- [EXERCISE AIM]: Here are some records. Copy each one exactly.

- [ENTRIES SHOWN]:
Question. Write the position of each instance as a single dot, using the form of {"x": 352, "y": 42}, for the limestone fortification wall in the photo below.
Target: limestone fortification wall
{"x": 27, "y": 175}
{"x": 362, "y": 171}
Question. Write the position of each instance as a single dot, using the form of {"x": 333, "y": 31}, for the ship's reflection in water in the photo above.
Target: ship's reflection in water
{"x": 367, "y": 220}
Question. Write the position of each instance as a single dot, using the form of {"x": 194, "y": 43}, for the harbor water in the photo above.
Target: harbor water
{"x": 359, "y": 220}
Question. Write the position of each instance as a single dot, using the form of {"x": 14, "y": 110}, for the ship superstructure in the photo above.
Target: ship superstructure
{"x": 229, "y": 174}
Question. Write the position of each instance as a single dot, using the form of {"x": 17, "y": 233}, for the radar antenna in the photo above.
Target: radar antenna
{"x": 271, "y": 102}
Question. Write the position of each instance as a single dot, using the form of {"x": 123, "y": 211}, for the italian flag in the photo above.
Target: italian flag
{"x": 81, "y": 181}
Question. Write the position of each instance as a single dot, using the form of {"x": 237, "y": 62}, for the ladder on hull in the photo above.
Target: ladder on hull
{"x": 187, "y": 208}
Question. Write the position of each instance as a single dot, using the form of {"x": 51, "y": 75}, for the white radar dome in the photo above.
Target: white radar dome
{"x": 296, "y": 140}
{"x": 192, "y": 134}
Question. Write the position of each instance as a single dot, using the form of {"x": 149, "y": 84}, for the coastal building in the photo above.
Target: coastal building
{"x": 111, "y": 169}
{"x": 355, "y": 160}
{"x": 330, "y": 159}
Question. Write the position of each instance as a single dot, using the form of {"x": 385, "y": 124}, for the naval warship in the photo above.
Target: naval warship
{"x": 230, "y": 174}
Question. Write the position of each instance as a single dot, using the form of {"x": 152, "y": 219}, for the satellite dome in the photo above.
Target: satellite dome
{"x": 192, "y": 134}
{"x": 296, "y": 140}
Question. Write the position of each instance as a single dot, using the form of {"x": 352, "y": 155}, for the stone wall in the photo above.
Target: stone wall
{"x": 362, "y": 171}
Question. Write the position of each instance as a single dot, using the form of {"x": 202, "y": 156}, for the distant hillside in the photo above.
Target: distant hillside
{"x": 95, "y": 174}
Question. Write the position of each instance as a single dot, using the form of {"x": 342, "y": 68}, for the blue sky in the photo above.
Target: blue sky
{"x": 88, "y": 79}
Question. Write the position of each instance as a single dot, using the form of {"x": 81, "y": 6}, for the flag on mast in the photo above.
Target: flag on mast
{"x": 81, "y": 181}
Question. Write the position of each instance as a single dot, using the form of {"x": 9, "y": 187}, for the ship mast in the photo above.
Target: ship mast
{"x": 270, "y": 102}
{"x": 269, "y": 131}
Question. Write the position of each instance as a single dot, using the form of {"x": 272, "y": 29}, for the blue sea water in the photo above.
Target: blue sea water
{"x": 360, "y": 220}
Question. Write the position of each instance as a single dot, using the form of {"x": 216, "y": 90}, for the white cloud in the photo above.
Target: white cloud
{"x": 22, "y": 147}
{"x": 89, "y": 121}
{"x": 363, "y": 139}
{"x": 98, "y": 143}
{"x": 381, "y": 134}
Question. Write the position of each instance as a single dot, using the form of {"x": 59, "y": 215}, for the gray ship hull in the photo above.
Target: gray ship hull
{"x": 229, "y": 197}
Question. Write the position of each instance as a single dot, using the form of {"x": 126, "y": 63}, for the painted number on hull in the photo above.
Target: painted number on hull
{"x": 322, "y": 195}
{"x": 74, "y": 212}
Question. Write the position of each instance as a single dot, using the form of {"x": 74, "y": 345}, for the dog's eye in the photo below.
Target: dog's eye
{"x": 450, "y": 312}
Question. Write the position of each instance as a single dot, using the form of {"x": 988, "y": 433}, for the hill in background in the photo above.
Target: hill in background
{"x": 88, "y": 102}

- [RESPONSE TO THE EXERCISE]:
Question. Write the position of each instance as a single dot, using the form of {"x": 352, "y": 42}, for the limestone fortification wall in the photo below.
Target: limestone fortification wall
{"x": 27, "y": 175}
{"x": 362, "y": 171}
Question. Write the position of each instance as a single dot, using the form of {"x": 333, "y": 31}, for the ship's reflection in water in the photo above.
Target: ship's reflection in water
{"x": 367, "y": 220}
Question. Write the position of each instance as a single dot, using the form of {"x": 194, "y": 43}, for the harbor water in the photo above.
Target: harbor water
{"x": 359, "y": 220}
Question. Write the position of each instance as a single dot, using the form of {"x": 14, "y": 110}, for the ship superstructure in the photo above.
Target: ship superstructure
{"x": 229, "y": 174}
Question. Write the position of each instance as a single dot, using the form of {"x": 17, "y": 233}, for the radar antenna in the photo above.
Target: radar antenna
{"x": 271, "y": 102}
Question. Write the position of each instance as a single dot, using the form of {"x": 123, "y": 211}, for the italian flag in the photo above.
Target: italian flag
{"x": 81, "y": 181}
Question. Write the position of each instance as a single dot, using the form of {"x": 237, "y": 62}, for the ladder on hull in the photo above.
Target: ladder on hull
{"x": 187, "y": 208}
Question. Write the position of each instance as a single dot, using the form of {"x": 51, "y": 75}, for the white radar dome in the photo above.
Target: white radar dome
{"x": 296, "y": 140}
{"x": 192, "y": 134}
Question. Write the position of each instance as a single dot, using the form of {"x": 149, "y": 84}, for the coastal building in the photo above.
Target: coastal building
{"x": 111, "y": 169}
{"x": 355, "y": 160}
{"x": 330, "y": 159}
Question. Write the position of each instance as a single dot, using the form of {"x": 385, "y": 124}, for the naval warship in the photo above.
Target: naval warship
{"x": 230, "y": 174}
Question. Write the position of each instance as a single dot, using the form of {"x": 152, "y": 219}, for the satellite dome in the photo above.
Target: satellite dome
{"x": 192, "y": 134}
{"x": 296, "y": 140}
Question. Write the position of each instance as a single dot, using the form of {"x": 352, "y": 155}, for the stone wall in the photo above.
Target: stone wall
{"x": 362, "y": 171}
Question. Write the position of each instance as a single dot, using the form of {"x": 202, "y": 156}, for the distant hillside in the photo above.
Target: distant hillside
{"x": 95, "y": 174}
Question. Write the position of each instance as a single dot, using the form of {"x": 342, "y": 68}, for the blue sky in the photo above.
Target: blue sky
{"x": 88, "y": 79}
Question. Write the position of each instance as a single dot, using the form of {"x": 81, "y": 6}, for the flag on mast in the photo above.
Target: flag on mast
{"x": 81, "y": 181}
Question. Write the position of each instance as a single dot, using the form of {"x": 9, "y": 187}, for the ship mast in the photo above.
Target: ship mast
{"x": 270, "y": 102}
{"x": 269, "y": 131}
Question. Write the position of each instance as a single dot, using the form of {"x": 272, "y": 29}, for the blue sea water in the photo above.
Target: blue sea water
{"x": 360, "y": 220}
Question. Write the position of each instance as a single dot, using the form of {"x": 216, "y": 90}, for the white cloud in the photo above.
Target: white cloud
{"x": 22, "y": 147}
{"x": 89, "y": 121}
{"x": 363, "y": 139}
{"x": 98, "y": 143}
{"x": 381, "y": 134}
Question. Write the position of each instance as a single dot, using the form of {"x": 59, "y": 215}, for the gray ship hull in the photo above.
Target: gray ship hull
{"x": 229, "y": 197}
Question. Write the position of each instance as a single dot, using the form of {"x": 126, "y": 63}, for the painted number on hull in the photo above.
Target: painted number on hull
{"x": 322, "y": 195}
{"x": 74, "y": 212}
Question. Write the position of each instance as a single dot, using the form of {"x": 74, "y": 345}, for the dog's eye in the photo below.
Target: dog's eye
{"x": 450, "y": 312}
Question. Write the position of each instance as a single dot, using the form of {"x": 988, "y": 433}, for the hill in background in the photo above.
Target: hill in background
{"x": 88, "y": 102}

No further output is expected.